### Passage given:
________________________________________

Accepted Paper

Gendered Energy Governance and the Politics of Justice: A Feminist Political Ecology of Türkiye’s Energy Transition  
Duygu Gözde Sevinç Bağcı

Presentation short abstract

This presentation explores how Türkiye’s energy transition is shaped by gendered labour, expertise, and policy exclusions. It highlights overlooked inequalities in energy governance and offers a feminist justice framework for more democratic pathways for green just energy transformation.

Presentation long abstract

This paper investigates how gendered power relations and institutional practices shape the direction of energy transitions in Türkiye. While state strategies emphasize decarbonization and technological expansion, the governance of the energy sector remains marked by centralization, limited transparency, and uneven participation. Drawing on feminist political ecology and insights from recent gender analyses in Türkiye’s climate and environment fields, the paper examines how policy frameworks and labour structures reproduce inequalities in leadership, technical roles, and access to emerging opportunities in the green economy.

________________________________________

### To do:
**1.** In the paper abstract on Türkiye's energy transition, write out the part between "Accepted Paper" and "just energy transformation.", inclusive, and replace "gendered labour" with "gendered work".
**2.** Answer these about the paper abstract on Türkiye's energy transition:
(a) Who is named as the author?
(b) What kind of framework does the short abstract say the presentation offers?
(c) In the long abstract, what three things mark the governance of the energy sector?
**3.** What comes next in the paper abstract on Türkiye's energy transition? Write it, picking up right after its last sentence.
The records that come next are from a separate source.

### Entries:
________________________________________

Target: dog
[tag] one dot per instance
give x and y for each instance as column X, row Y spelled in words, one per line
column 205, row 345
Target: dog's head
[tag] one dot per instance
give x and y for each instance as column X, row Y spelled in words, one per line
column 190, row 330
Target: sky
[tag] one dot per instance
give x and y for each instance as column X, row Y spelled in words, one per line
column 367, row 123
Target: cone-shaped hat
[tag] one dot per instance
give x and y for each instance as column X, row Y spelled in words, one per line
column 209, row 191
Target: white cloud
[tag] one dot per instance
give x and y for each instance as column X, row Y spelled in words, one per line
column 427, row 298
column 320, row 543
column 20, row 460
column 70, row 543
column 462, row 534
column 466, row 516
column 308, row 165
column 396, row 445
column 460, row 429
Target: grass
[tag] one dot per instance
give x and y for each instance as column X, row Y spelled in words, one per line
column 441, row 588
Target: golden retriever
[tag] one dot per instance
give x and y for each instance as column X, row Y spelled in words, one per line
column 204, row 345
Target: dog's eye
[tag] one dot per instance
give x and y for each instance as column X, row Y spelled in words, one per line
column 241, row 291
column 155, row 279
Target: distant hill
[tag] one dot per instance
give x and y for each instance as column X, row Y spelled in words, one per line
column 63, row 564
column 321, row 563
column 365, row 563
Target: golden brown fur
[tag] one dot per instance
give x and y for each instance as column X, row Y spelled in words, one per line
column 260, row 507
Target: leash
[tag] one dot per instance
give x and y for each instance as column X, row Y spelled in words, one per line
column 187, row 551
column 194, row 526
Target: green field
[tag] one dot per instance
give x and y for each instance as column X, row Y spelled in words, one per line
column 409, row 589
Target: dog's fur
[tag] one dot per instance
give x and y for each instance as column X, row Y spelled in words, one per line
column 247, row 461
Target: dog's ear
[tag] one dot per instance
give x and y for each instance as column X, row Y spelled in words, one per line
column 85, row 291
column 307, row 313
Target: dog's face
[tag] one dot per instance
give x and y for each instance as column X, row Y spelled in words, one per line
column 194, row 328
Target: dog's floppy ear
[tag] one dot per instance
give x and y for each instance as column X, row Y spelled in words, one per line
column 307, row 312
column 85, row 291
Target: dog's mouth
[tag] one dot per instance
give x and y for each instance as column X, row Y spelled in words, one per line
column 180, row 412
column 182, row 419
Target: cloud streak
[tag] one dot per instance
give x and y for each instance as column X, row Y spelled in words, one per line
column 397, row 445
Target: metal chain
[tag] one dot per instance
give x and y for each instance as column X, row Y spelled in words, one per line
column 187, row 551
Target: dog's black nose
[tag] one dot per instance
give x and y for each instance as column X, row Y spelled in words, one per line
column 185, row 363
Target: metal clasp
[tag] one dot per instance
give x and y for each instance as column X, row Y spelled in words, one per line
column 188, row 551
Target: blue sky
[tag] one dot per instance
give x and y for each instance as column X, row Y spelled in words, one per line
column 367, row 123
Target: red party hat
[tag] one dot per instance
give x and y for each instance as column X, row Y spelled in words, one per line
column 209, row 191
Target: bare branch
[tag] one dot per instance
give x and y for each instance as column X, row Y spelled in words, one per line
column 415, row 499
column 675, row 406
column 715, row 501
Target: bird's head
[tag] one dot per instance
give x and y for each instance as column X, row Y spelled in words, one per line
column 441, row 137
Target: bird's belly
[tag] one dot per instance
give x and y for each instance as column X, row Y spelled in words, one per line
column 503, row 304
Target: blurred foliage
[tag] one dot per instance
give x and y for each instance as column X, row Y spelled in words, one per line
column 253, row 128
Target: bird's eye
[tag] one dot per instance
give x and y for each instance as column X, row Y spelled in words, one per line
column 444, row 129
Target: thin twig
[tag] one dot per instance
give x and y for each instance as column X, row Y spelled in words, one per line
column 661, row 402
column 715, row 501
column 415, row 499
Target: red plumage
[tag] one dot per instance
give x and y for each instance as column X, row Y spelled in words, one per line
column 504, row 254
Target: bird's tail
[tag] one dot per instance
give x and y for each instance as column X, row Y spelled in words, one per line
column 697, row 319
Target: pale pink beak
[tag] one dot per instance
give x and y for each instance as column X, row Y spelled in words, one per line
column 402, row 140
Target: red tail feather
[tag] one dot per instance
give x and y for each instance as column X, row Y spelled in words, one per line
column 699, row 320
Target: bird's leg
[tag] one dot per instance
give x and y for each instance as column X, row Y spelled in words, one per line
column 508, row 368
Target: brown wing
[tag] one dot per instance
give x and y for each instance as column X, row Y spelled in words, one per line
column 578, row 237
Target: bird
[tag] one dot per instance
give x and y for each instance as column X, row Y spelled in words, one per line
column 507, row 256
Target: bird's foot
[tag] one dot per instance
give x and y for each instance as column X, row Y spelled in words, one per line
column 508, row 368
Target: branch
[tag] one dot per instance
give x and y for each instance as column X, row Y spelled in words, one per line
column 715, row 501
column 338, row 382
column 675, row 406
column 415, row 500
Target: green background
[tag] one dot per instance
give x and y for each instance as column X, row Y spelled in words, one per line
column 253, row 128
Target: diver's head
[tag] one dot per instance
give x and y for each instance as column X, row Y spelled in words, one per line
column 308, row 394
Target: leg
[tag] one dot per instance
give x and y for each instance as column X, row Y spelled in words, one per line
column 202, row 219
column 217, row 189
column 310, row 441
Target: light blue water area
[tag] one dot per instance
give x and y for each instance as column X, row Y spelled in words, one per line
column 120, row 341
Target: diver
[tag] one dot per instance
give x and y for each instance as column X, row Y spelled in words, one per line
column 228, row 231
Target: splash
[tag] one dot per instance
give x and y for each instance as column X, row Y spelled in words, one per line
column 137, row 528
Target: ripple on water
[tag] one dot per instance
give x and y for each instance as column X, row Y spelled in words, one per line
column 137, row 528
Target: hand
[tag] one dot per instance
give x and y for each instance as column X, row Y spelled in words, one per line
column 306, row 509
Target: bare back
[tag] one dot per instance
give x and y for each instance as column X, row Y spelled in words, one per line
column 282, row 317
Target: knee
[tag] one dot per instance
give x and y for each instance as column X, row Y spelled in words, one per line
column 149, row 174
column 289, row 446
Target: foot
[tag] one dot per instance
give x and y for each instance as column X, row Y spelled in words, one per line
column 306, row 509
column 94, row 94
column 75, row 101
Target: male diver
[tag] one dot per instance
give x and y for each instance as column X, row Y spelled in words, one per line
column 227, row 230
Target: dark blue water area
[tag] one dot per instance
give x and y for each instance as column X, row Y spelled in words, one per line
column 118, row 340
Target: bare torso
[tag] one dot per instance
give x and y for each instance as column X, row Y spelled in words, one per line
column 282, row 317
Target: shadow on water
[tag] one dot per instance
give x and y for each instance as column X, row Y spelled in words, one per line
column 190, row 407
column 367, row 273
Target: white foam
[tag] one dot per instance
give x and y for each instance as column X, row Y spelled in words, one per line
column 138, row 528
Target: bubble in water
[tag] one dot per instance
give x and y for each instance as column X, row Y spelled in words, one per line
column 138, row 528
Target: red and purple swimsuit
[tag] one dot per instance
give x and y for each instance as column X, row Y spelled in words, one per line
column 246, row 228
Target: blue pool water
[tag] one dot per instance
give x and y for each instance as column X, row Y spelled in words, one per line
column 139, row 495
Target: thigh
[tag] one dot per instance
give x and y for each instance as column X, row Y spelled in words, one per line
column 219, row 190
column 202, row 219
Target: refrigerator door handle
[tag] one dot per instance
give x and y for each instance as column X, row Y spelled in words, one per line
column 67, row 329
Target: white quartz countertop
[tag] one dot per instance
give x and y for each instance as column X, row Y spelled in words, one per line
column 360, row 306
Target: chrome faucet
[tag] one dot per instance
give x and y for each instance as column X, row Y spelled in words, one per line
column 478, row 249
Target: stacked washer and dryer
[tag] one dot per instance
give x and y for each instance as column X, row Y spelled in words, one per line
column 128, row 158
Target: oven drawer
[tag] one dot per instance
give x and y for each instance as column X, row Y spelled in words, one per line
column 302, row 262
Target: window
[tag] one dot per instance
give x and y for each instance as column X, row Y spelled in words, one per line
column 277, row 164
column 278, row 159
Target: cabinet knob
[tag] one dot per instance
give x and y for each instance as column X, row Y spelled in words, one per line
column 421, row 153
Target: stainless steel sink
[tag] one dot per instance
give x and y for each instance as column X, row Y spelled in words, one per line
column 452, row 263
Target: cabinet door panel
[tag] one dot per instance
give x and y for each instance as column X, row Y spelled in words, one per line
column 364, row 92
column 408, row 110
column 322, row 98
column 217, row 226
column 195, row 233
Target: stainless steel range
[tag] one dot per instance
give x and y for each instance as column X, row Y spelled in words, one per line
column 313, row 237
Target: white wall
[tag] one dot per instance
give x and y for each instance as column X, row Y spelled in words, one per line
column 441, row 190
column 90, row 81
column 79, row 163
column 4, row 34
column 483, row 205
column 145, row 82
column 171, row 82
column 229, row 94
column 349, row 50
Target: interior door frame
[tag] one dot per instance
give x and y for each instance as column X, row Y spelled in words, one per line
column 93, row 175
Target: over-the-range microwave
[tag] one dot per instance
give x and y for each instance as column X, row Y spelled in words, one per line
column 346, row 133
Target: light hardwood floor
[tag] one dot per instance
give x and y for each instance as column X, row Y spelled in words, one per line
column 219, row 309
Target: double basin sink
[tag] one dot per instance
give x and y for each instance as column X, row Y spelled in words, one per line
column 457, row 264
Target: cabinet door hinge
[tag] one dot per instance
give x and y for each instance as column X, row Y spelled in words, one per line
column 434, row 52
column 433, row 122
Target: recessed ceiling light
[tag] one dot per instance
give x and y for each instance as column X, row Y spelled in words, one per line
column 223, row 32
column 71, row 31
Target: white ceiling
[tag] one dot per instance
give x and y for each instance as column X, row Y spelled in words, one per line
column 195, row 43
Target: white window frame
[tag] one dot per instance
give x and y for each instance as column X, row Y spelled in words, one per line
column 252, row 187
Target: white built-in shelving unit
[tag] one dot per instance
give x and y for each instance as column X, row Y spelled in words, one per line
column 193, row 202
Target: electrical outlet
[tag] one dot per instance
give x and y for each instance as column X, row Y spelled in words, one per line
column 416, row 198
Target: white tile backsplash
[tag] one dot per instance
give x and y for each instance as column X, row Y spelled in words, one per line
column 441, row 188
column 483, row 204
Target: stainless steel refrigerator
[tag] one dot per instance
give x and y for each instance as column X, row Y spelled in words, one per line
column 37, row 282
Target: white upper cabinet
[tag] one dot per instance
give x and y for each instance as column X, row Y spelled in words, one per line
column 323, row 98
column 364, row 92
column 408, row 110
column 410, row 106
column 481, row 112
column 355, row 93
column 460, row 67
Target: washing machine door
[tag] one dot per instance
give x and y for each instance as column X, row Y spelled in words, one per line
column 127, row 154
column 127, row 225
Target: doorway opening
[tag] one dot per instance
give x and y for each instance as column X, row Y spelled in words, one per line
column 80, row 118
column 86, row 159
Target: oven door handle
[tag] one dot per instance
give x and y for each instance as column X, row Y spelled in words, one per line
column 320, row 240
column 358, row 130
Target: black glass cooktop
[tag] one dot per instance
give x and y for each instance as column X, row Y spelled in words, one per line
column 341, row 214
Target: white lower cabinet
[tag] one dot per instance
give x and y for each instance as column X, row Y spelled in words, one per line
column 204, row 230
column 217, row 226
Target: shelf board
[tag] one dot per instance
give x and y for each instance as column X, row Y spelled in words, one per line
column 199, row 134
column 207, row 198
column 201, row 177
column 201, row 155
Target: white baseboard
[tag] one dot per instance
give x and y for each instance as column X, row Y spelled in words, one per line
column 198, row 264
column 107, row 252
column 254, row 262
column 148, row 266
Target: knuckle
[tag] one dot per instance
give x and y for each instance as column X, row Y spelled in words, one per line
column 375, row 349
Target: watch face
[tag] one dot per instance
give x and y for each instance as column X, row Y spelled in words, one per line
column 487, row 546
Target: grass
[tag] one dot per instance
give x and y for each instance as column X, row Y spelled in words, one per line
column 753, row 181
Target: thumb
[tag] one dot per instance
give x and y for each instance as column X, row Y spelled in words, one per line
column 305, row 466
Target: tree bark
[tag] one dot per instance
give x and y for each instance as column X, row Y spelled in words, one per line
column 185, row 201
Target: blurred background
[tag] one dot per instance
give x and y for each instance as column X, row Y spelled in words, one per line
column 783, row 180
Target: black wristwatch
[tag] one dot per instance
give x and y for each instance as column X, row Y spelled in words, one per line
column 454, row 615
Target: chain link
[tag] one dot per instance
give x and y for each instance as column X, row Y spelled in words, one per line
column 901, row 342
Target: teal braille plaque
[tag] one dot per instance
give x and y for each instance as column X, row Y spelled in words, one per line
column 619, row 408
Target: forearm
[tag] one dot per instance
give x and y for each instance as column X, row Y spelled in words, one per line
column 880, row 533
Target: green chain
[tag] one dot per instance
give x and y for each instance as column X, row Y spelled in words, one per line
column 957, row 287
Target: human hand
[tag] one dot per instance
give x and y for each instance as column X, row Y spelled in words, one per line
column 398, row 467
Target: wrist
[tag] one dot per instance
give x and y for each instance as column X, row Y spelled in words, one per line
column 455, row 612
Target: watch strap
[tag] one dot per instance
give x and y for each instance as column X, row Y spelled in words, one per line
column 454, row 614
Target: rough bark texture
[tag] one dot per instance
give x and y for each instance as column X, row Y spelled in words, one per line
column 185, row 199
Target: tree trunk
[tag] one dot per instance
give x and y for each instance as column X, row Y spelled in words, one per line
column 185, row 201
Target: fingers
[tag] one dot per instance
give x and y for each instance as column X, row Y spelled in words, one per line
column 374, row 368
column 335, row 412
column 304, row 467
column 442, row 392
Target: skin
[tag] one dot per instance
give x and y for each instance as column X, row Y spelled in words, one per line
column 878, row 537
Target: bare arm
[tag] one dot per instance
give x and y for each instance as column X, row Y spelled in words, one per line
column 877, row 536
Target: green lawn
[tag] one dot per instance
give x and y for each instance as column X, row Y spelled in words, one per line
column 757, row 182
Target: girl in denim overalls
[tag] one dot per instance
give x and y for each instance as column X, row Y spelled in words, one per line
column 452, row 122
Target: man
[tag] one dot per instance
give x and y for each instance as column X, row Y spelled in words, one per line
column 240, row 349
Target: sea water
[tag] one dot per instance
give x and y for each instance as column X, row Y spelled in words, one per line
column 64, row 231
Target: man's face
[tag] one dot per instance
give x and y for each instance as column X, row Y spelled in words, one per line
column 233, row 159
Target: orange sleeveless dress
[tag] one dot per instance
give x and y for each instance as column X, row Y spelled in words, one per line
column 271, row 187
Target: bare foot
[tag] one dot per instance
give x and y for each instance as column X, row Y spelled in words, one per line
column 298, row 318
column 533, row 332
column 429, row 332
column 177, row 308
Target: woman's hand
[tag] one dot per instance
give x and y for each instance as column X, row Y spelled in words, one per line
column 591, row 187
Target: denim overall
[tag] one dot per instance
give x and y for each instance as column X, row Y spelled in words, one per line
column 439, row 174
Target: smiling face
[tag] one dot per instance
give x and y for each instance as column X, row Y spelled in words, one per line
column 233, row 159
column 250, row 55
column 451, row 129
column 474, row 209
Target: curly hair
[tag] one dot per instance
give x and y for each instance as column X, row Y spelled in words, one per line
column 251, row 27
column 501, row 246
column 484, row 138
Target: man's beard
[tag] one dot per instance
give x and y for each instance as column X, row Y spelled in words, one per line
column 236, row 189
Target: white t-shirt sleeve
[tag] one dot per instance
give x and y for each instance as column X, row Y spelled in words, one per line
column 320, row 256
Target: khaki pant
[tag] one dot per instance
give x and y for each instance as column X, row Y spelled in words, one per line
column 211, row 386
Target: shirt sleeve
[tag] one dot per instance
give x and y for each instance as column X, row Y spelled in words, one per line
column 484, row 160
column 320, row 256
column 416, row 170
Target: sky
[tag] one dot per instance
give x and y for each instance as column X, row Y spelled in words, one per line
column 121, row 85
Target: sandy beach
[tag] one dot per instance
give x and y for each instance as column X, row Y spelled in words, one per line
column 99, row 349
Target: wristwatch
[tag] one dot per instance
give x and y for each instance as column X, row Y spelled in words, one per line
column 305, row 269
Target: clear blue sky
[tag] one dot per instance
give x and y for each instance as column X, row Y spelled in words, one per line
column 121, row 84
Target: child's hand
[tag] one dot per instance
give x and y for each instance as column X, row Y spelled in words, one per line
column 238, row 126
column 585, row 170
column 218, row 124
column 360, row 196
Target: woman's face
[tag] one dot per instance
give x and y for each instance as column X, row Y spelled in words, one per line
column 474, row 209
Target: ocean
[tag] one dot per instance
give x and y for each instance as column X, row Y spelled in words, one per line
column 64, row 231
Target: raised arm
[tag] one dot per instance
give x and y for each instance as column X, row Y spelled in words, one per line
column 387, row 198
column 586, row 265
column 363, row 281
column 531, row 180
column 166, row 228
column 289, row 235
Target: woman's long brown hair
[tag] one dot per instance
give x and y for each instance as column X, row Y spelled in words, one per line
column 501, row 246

________________________________________

### Results of the tasks:
**1.**
Accepted Paper

Gendered Energy Governance and the Politics of Justice: A Feminist Political Ecology of Türkiye’s Energy Transition  
Duygu Gözde Sevinç Bağcı

Presentation short abstract

This presentation explores how Türkiye’s energy transition is shaped by gendered work, expertise, and policy exclusions. It highlights overlooked inequalities in energy governance and offers a feminist justice framework for more democratic pathways for green just energy transformation.

**2.**
(a) Duygu Gözde Sevinç Bağcı
(b) A feminist justice framework
(c) Centralization, limited transparency, and uneven participation

**3.**
The analysis highlights three recurring dynamics that reveal the social foundations of energy systems: the erasure of care and reproductive labour in energy planning; the marginalisation of women’s professional expertise in regulatory and technical arenas; and the unequal distribution of transition risks, including energy poverty and job precarity. These patterns show how gender is embedded in both the material and political landscapes of energy transformation.

By connecting these findings to broader debates in political ecology and justice, the paper argues that more democratic and equitable transitions require recognising and addressing these structural inequalities. Drawing on Nancy Fraser’s framework of redistribution, recognition, and representation, it suggests ways energy governance could be reoriented towards more socially grounded and inclusive forms of transition.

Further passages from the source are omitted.